Your objective ▸ Among the entries below, how many lines hold "table"? Only the number is wanted.

Task data ▸
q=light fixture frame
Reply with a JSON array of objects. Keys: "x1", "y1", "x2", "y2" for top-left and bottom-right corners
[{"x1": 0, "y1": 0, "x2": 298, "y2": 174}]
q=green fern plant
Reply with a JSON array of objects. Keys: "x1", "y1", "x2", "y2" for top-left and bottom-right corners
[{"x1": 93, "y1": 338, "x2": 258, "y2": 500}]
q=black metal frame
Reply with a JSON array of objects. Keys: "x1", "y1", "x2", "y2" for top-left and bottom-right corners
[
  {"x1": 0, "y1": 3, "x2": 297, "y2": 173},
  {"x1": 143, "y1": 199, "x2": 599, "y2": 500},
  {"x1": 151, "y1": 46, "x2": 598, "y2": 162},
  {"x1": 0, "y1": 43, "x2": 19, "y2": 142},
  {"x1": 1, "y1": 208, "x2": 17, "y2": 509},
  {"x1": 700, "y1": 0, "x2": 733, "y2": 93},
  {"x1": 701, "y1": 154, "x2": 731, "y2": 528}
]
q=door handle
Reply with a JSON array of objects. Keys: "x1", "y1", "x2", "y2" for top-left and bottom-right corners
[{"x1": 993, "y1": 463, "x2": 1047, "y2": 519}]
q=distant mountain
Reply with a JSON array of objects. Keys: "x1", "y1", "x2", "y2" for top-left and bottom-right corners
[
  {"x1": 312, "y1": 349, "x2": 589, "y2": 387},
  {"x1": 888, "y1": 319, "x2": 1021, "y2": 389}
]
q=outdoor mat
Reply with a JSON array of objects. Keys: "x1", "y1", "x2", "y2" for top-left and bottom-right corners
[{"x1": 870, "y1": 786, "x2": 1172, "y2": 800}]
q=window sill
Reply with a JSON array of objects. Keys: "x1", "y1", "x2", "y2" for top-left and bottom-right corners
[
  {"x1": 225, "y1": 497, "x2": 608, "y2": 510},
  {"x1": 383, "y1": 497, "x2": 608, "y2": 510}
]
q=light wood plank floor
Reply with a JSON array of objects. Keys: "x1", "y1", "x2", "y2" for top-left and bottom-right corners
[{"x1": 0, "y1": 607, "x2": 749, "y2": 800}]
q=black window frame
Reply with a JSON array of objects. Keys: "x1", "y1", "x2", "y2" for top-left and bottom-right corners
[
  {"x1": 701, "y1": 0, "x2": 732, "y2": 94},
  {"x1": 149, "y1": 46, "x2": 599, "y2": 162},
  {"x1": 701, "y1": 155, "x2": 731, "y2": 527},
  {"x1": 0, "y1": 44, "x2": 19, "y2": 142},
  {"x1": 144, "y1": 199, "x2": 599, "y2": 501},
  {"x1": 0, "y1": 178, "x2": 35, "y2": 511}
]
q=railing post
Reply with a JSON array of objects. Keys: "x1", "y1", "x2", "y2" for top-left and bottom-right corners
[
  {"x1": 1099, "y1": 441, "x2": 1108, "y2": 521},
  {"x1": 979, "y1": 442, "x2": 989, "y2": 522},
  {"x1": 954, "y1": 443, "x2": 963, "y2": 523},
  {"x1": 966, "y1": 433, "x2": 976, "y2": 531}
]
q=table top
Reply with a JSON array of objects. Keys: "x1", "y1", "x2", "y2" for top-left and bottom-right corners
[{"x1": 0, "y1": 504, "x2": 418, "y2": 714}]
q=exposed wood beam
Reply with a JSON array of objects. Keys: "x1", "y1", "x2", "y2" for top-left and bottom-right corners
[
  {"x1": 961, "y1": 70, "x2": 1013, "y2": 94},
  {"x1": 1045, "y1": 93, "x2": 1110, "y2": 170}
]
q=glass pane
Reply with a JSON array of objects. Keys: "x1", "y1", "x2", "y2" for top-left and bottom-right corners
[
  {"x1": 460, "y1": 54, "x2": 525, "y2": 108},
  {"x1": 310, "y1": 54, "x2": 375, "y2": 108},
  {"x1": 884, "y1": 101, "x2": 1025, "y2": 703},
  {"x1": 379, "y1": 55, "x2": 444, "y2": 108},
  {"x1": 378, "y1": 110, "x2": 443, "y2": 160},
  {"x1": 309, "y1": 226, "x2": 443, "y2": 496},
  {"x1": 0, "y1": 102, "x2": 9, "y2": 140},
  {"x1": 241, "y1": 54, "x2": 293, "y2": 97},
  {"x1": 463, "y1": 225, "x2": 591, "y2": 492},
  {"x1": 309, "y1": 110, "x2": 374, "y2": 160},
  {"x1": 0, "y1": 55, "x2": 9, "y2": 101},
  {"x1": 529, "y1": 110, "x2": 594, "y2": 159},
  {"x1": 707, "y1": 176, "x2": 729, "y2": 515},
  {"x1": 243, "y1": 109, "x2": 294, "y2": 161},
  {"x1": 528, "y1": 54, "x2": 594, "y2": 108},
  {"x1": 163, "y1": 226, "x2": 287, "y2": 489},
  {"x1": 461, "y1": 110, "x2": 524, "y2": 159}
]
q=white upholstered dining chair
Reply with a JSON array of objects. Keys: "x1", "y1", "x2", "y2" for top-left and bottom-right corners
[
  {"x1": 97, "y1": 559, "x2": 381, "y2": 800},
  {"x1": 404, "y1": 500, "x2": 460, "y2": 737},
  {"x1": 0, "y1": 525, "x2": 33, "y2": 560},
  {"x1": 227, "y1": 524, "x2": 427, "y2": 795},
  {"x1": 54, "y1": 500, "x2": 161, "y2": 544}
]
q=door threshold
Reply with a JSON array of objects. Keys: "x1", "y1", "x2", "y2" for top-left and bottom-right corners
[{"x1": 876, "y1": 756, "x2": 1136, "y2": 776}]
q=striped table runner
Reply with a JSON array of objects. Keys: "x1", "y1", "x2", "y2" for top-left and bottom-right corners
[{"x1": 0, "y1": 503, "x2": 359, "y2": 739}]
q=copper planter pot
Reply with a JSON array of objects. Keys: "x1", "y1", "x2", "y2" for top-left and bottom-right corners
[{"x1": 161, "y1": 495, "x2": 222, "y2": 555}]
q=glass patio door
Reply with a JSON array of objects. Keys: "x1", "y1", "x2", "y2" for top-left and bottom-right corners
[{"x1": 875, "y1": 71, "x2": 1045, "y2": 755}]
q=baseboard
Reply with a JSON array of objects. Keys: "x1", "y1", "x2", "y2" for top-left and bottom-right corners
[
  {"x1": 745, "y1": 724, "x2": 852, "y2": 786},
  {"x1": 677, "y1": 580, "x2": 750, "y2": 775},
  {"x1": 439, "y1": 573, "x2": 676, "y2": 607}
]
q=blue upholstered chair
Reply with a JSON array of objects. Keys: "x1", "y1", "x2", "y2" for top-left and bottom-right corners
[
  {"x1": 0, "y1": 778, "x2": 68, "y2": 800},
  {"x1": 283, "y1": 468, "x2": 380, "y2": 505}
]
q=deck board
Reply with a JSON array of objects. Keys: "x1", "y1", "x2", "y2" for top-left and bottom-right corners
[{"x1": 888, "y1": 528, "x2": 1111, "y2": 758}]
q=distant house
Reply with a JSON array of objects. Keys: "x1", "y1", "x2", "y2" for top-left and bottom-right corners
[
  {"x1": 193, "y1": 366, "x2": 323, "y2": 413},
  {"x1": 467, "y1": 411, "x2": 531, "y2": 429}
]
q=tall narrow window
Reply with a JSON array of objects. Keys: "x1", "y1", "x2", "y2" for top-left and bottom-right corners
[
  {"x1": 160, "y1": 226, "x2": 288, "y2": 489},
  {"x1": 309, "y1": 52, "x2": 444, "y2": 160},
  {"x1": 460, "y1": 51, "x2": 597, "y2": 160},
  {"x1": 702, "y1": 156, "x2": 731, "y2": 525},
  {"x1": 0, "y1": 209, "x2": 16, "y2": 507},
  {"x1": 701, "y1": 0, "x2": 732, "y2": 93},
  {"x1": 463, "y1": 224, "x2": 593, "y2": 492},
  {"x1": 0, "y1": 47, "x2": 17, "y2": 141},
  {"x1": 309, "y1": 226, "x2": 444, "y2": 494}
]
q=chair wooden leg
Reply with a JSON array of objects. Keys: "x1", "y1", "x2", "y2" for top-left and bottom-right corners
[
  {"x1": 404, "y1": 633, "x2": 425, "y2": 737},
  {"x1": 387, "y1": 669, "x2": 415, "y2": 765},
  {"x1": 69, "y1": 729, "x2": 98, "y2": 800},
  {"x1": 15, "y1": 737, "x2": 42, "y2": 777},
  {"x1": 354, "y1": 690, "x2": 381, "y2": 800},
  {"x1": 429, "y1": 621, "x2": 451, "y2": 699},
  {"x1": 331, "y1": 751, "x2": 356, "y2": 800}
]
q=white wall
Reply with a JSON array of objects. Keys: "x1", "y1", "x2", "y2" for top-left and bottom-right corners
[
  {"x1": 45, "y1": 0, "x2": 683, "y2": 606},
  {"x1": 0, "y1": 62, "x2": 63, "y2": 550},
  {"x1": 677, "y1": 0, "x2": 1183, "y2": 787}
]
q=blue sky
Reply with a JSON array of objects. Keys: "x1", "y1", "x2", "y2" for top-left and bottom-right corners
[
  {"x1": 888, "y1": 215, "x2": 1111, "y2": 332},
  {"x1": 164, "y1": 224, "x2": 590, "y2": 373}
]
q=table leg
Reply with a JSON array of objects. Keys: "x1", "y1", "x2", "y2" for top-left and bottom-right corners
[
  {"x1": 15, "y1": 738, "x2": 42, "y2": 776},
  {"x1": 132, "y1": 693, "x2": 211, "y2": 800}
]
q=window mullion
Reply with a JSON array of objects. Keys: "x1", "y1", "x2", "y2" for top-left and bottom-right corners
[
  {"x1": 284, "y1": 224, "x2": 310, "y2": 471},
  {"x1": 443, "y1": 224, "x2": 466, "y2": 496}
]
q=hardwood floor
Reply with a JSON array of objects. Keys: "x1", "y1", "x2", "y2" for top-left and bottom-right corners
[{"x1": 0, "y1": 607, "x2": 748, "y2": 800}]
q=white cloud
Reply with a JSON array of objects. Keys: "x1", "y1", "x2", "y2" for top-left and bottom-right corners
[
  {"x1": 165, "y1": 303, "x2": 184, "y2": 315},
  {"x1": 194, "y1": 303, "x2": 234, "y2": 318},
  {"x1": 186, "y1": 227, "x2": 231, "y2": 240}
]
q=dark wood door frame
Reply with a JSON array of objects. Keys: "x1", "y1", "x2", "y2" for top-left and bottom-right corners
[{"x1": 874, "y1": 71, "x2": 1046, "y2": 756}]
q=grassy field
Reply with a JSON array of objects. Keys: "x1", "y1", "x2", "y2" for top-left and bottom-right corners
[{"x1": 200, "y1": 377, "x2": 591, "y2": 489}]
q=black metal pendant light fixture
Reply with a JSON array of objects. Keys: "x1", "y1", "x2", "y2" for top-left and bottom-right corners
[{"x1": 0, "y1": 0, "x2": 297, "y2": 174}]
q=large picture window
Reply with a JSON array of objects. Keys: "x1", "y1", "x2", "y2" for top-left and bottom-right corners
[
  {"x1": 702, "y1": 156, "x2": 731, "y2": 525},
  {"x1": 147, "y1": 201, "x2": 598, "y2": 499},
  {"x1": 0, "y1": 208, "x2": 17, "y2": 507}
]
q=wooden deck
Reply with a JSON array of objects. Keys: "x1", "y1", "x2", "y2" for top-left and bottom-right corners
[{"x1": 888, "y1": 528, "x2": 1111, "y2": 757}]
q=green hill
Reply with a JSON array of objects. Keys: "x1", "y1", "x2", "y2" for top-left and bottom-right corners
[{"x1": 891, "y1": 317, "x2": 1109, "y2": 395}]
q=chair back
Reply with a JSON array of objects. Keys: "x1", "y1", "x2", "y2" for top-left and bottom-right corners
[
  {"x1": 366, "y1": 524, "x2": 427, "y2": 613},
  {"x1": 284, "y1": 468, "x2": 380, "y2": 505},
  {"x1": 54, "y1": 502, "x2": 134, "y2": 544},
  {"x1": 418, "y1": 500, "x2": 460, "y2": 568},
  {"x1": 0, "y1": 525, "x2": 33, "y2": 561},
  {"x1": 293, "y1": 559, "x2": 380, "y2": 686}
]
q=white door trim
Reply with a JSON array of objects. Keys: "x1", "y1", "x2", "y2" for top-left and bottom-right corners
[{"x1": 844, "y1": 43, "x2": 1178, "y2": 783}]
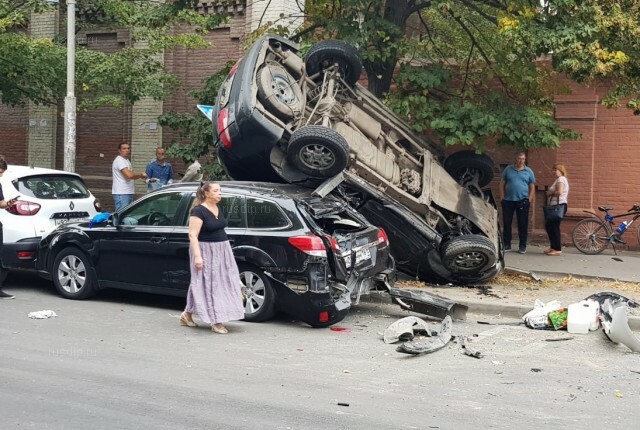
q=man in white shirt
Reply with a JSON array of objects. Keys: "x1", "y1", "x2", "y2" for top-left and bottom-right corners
[
  {"x1": 112, "y1": 143, "x2": 147, "y2": 211},
  {"x1": 179, "y1": 159, "x2": 203, "y2": 183}
]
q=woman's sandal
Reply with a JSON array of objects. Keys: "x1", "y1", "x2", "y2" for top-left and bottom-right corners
[
  {"x1": 543, "y1": 248, "x2": 553, "y2": 254},
  {"x1": 179, "y1": 312, "x2": 197, "y2": 327},
  {"x1": 211, "y1": 325, "x2": 228, "y2": 334},
  {"x1": 547, "y1": 250, "x2": 562, "y2": 256}
]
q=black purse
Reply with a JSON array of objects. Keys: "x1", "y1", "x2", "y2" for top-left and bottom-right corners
[{"x1": 543, "y1": 196, "x2": 566, "y2": 221}]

The answer ▸ 3